_Énoncé 1_
Filtrez les entrées ci-dessous pour ne conserver que les lignes où apparaît le mot « window ».

_Extrait du texte_
Règne. Dans son Scum Manifesto, publié dans la foulée de son procès pour tentative d'homicide sur Andy Warhol en 1968, l'Américaine Valerie Solanas était catégorique : les individus de sexe masculin sont des monstres égotistes et des infirmes affectifs qui, conformément à leur nature violente, n'ont réussi qu'à transformer le monde en un «gigantesque tas de merde». Comment l'auteur des Particules élémentaires, ému qu'il est par les promesses de l'eugénisme, ne serait-il pas sensible alors aux espoirs que cette sorcière misandre plaçait dans la recherche embryogénique pour instaurer le règne du féminin ? Et en effet, en dépit de «quelques dérapages nazis» et de propos «ignobles de violence», déplore-t-il dans sa postface au Scum Manifesto (éditions Mille et Une Nuits), le projet de Solanas lui paraît très noble et conforme à ses propres plans : établir le règne universel de l'amour en exerçant un contrôle absolu de la nature par l'ingénierie génétique.

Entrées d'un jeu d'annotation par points
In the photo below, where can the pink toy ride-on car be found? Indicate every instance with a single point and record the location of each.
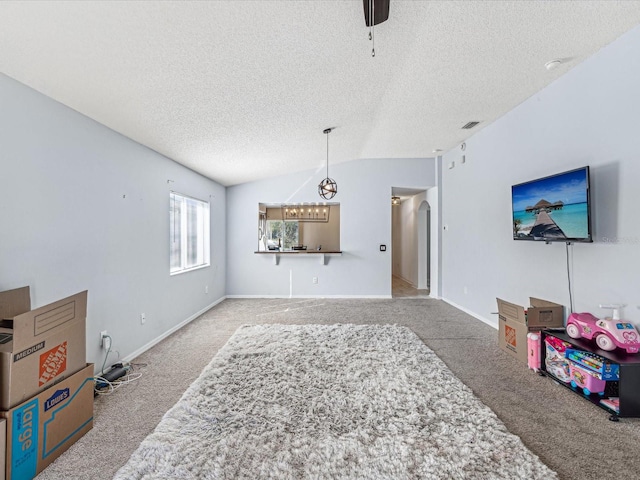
(608, 333)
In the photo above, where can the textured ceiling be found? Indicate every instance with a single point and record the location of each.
(242, 90)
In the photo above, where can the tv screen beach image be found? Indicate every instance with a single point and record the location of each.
(552, 208)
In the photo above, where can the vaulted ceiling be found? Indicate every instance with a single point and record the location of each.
(242, 90)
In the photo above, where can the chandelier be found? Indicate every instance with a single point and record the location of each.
(328, 187)
(306, 212)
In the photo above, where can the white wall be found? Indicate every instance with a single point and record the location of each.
(84, 208)
(587, 117)
(364, 193)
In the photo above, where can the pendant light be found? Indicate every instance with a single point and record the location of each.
(328, 187)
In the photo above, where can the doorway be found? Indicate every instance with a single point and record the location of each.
(410, 219)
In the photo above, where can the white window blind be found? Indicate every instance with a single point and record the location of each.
(188, 233)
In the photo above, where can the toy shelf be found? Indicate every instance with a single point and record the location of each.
(626, 388)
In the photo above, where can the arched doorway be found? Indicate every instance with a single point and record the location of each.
(411, 250)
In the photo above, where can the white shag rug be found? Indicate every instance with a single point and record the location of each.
(330, 402)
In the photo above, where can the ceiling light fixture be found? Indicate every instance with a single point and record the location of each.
(307, 212)
(375, 12)
(553, 64)
(328, 187)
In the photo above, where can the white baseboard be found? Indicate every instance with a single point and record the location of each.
(157, 340)
(309, 296)
(473, 314)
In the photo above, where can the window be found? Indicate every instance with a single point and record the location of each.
(188, 233)
(282, 235)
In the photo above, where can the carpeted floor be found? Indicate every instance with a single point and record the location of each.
(327, 402)
(569, 434)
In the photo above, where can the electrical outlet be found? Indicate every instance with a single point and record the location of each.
(105, 340)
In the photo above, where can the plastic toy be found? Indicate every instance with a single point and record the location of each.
(588, 381)
(554, 360)
(609, 333)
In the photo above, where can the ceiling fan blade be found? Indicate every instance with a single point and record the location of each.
(381, 11)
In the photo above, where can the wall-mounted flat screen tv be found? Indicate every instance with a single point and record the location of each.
(553, 209)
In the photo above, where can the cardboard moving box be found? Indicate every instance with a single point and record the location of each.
(43, 427)
(3, 447)
(515, 322)
(39, 347)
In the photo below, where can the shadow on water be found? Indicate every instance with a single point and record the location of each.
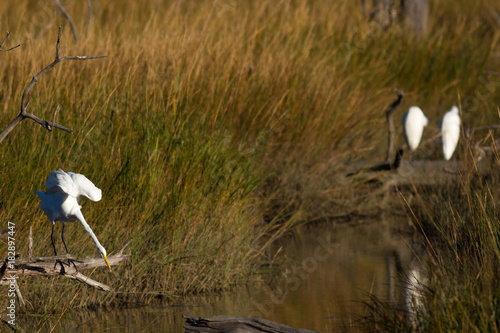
(329, 271)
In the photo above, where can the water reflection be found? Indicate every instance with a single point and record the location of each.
(331, 270)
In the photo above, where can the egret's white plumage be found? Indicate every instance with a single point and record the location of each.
(61, 202)
(414, 122)
(450, 132)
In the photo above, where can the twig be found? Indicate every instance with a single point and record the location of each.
(85, 279)
(35, 267)
(3, 42)
(481, 128)
(390, 125)
(20, 298)
(30, 243)
(70, 20)
(491, 73)
(89, 20)
(24, 105)
(22, 261)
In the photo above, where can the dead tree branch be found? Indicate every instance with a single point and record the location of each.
(237, 324)
(390, 125)
(49, 266)
(3, 42)
(69, 19)
(24, 104)
(89, 20)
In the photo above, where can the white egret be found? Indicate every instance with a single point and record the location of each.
(61, 203)
(414, 122)
(450, 132)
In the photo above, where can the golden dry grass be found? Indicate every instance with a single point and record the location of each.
(206, 118)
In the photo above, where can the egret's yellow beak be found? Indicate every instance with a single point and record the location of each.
(107, 262)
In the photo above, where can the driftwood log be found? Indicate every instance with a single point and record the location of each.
(66, 266)
(230, 324)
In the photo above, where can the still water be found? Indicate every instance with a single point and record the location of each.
(331, 270)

_Énoncé 2_
Selon l'extrait sur le Scum Manifesto, dans la foulée de quel événement Valerie Solanas a-t-elle publié ce texte ?

_Corrigé 1_
In the photo above, where can the white window blind be found? Indicate every instance with a single point and record the location of each.
In the photo above, where can the window be found? Indicate every instance with a single point and record the location of each.

_Corrigé 2_
Dans la foulée de son procès pour tentative d'homicide sur Andy Warhol en 1968.